À la recherche
de Percival Everett

Texte paru dans le n°85 de La Revue L'Atelier du roman et dans L'Humanité

Percival Everett, que je considère comme l’un des écrivains les plus importants d’aujourd’hui, est enfin assis juste à côté de moi. Nous sommes dans le désert de Mojave en Californie, installés sous un parasol qui nous protège du soleil et autour de nous, les dunes de sable. Plus loin, quelques yuccas brevifolia en fleurs aussi appelés arbres de Josué et des Larrea tridentata, ou créosotiers. Il boit de l’eau de sa gourde, attendant que je pose des questions. Il ne semble pas pressé. Il y a comme un étrange silence, presque surnaturel. Il me dit que je dois écouter, être attentive et j’entendrai.

Ce n’était pas facile d’obtenir ce rendez-vous ni de m’y rendre. J’ai dû franchir huit fuseaux horaires, changer d’avion deux fois, négocier avec l’immigration, prendre un bus jusqu’au désert et faire le dernier bout à pied mais cela en valait la peine et si ça ne tenait qu’à moi, je rendrais la lecture de son œuvre obligatoire. J’ai lu tous ses romans, dix-neuf pour le moment, ses nouvelles et ses recueils de poésie en français et en anglais et afin de préparer mon entretien, j’ai étudié, non sans appréhension, des essais sur son travail, des analyses minutieuses, riches et complexes mais infiniment éloignées de ce que j’ai lu moi-même, comme s’il manquait toujours quelque chose d’essentiel. Maintenant qu’il est assis à côté de moi, il paraît si simple et si direct que j’ai du mal à faire le lien avec tout ce que j’ai lu sur lui et ça me rassure. Je me rends compte que les questions que j’ai préparées émergent plus de la manière dont les critiques le lisent que de ma propre lecture et c’est sans honte que je les laisse tomber. Tout est déjà dans ses écrits.

Ou pas.

Multiforme, toujours différente, jamais ce qu’on croit, son œuvre échappe à toute catégorisation aussi sûrement que Houdini le prestidigitateur s’évadait de ses chaînes. Écrivain, professeur de creative writing à l’USC de Los Angeles, l’université la plus renommée de Californie, il est peintre, poète, philosophe, musicien de jazz/blues et aussi père de famille, entraîneur de chevaux, de mules, pêcheur de truites, sculpteur sur bois et probablement bien d’autres choses encore. Avec un oiseau, un corbeau freux, parfois perché sur son épaule, il a écrit Suder, Désert américain, Glyphe, Blessés, Percival Everett par Virgil Russell, son dernier roman que j’ai posé par terre à côté de moi, Pas Sidney Poitiers, Effacement, Frenzy, God’s Country, For Her Dark Skin, Zulus, Half an Inch of Water, Trout’s Lie... So much blue. Il me dit que l’oiseau a fini par prendre son envol et qu’il aime peindre autant qu’écrire.

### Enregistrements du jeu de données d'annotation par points

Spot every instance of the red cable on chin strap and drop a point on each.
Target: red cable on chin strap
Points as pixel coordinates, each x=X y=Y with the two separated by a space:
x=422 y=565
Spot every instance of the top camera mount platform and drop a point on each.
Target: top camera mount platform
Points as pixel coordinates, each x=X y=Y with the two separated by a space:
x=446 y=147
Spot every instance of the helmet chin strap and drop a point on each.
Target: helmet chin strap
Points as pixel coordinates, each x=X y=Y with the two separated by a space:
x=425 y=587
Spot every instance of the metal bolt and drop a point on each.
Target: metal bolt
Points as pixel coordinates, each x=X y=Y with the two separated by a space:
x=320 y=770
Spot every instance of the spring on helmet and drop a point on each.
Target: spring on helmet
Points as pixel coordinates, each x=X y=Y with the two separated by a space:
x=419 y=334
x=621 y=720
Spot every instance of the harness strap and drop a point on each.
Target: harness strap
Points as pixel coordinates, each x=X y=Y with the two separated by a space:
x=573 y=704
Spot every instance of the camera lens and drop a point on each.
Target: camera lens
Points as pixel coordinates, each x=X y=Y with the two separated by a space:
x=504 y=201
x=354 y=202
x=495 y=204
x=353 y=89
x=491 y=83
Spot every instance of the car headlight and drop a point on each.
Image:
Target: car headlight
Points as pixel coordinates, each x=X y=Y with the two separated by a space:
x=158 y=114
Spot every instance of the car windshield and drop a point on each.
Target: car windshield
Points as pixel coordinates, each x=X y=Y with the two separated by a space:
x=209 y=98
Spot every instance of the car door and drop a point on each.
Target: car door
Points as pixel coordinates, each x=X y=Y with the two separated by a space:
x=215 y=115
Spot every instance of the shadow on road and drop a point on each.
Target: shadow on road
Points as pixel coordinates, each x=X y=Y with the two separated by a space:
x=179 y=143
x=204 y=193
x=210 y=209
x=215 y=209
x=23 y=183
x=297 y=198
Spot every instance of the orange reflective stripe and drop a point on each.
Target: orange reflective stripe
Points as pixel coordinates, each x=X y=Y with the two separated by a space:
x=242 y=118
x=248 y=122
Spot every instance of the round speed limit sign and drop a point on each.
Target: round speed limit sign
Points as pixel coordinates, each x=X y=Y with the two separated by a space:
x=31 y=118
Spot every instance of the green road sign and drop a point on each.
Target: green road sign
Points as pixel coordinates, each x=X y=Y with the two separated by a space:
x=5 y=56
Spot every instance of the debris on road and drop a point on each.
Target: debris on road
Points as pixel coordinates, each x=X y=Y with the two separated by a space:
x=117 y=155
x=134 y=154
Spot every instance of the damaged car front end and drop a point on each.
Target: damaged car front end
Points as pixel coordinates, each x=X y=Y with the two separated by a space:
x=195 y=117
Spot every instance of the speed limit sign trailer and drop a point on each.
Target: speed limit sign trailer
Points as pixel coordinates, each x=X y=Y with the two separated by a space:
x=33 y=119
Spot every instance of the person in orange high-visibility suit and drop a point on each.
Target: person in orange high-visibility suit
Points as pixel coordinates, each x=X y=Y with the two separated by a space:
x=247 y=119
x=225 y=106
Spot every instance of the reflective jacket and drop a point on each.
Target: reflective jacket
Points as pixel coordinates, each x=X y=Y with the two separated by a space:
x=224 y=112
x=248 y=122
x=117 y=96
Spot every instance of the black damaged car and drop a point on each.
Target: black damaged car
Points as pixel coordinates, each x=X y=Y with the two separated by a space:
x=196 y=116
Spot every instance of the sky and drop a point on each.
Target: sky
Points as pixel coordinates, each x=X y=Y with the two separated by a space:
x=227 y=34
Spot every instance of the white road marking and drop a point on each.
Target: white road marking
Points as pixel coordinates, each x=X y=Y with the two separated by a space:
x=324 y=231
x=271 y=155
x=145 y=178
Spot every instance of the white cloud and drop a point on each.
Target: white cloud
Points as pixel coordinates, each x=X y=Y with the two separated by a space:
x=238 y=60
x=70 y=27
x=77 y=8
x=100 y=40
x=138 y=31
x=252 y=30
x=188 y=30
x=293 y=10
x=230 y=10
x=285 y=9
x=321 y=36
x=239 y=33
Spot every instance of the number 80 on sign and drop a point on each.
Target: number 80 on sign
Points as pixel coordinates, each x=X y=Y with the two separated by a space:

### Consigne
Recopie mot pour mot le passage du texte sur Percival Everett qui va de "À la recherche" à "attentive et j’entendrai.".

### Réponse
À la recherche
de Percival Everett

Texte paru dans le n°85 de La Revue L'Atelier du roman et dans L'Humanité

Percival Everett, que je considère comme l’un des écrivains les plus importants d’aujourd’hui, est enfin assis juste à côté de moi. Nous sommes dans le désert de Mojave en Californie, installés sous un parasol qui nous protège du soleil et autour de nous, les dunes de sable. Plus loin, quelques yuccas brevifolia en fleurs aussi appelés arbres de Josué et des Larrea tridentata, ou créosotiers. Il boit de l’eau de sa gourde, attendant que je pose des questions. Il ne semble pas pressé. Il y a comme un étrange silence, presque surnaturel. Il me dit que je dois écouter, être attentive et j’entendrai.